> _Zitierter Abschnitt_
****************************************

Rahmenhandlung erweist sich als Top-Idee

Der in Bregenz als Regisseur debütierende Russe Vasily Barkhatov hatte nun die Idee, diesen etwas schwer verdaulichen Ablauf als Road Movie in eine Rahmenhandlung zu verpacken. Eine alte Frau reist in Filmeinspielungen in den 1990ern von Mailand nach St. Petersburg und forscht in Archiven auf Spurensuche nach der eigenen Identität und ihren Vorfahren, immer mit einer Urne mit deren Asche im Gepäck. Die Illusion reicht am Schluss so weit, dass man als Zuseher Film und reales Bühnengeschehen kaum mehr unterscheiden kann und Fiktion und Wirklichkeit faszinierend ineinanderfließen. Ein Theater-Kniff, mit dessen Hilfe die Zeitunterschiede von Jetzt und Damals mühelos überbrückt werden.  
Zudem hat Barkhatov mit seinem Bühnenbildner Christian Schmidt und der Kostümbildnerin Nicole von Graevenitz für größtmögliche Authentizität der Schauplätze gesorgt. Das fürstliche Palais mit dem Kronleuchter von der Decke einerseits, die triste Lagersituation mit schwer schuftenden Bergwerksarbeitern auf der anderen bringen viel Atmosphäre ins Geschehen.

Der Prager Chor – ein Gedicht!

****************************************

> _Aufgabenziel_
Wiederhole den Text über die Bregenzer Inszenierung vollständig und Wort für Wort.

[Einträge zum Zeigen und Beschriften]
****************************************

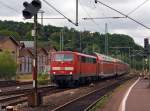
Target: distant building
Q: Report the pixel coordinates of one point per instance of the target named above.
(23, 54)
(25, 61)
(28, 44)
(8, 43)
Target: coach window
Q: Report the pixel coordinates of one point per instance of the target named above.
(94, 60)
(83, 59)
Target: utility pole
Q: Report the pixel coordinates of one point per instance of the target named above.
(80, 42)
(35, 59)
(106, 39)
(31, 9)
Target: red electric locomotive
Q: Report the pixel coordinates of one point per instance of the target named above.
(72, 68)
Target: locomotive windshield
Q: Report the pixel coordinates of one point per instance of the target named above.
(63, 57)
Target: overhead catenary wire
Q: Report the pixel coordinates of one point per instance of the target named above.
(139, 6)
(59, 12)
(97, 1)
(89, 16)
(7, 6)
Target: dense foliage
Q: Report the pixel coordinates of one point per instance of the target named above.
(8, 66)
(74, 40)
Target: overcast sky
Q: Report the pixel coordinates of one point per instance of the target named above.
(12, 10)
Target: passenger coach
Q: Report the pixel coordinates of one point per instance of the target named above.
(72, 68)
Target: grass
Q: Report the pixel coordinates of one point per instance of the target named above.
(100, 104)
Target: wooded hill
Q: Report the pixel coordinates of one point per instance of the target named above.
(50, 35)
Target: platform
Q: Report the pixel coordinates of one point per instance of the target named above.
(137, 98)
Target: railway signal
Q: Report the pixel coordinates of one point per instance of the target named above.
(146, 46)
(31, 8)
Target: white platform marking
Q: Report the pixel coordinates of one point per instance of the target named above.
(123, 103)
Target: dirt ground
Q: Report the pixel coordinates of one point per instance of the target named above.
(115, 99)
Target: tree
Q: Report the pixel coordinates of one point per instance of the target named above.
(8, 66)
(10, 33)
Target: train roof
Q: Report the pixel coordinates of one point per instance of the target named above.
(81, 54)
(107, 58)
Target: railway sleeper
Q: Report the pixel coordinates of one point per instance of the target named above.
(12, 103)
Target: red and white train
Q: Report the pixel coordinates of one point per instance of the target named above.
(73, 68)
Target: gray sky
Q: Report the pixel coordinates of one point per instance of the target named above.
(12, 10)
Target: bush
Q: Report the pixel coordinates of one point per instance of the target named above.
(8, 66)
(43, 79)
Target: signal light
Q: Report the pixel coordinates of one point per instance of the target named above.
(146, 46)
(95, 1)
(31, 8)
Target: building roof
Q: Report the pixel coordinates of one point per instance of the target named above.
(4, 38)
(28, 43)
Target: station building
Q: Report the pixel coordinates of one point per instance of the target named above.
(23, 53)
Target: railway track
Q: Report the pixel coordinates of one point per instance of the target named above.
(85, 102)
(13, 98)
(13, 83)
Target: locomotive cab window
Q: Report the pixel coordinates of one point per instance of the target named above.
(63, 57)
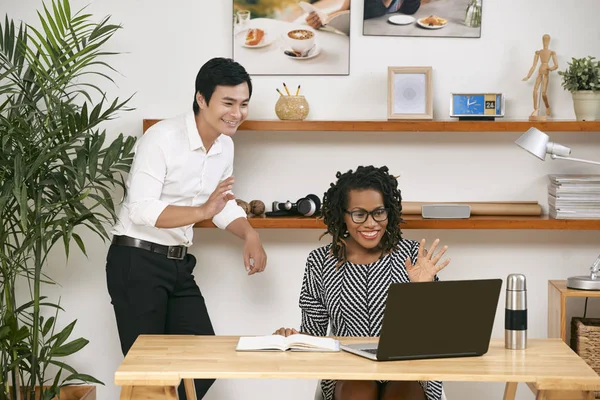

****************************************

> _Ergebnis_
Rahmenhandlung erweist sich als Top-Idee

Der in Bregenz als Regisseur debütierende Russe Vasily Barkhatov hatte nun die Idee, diesen etwas schwer verdaulichen Ablauf als Road Movie in eine Rahmenhandlung zu verpacken. Eine alte Frau reist in Filmeinspielungen in den 1990ern von Mailand nach St. Petersburg und forscht in Archiven auf Spurensuche nach der eigenen Identität und ihren Vorfahren, immer mit einer Urne mit deren Asche im Gepäck. Die Illusion reicht am Schluss so weit, dass man als Zuseher Film und reales Bühnengeschehen kaum mehr unterscheiden kann und Fiktion und Wirklichkeit faszinierend ineinanderfließen. Ein Theater-Kniff, mit dessen Hilfe die Zeitunterschiede von Jetzt und Damals mühelos überbrückt werden.  
Zudem hat Barkhatov mit seinem Bühnenbildner Christian Schmidt und der Kostümbildnerin Nicole von Graevenitz für größtmögliche Authentizität der Schauplätze gesorgt. Das fürstliche Palais mit dem Kronleuchter von der Decke einerseits, die triste Lagersituation mit schwer schuftenden Bergwerksarbeitern auf der anderen bringen viel Atmosphäre ins Geschehen.

Der Prager Chor – ein Gedicht!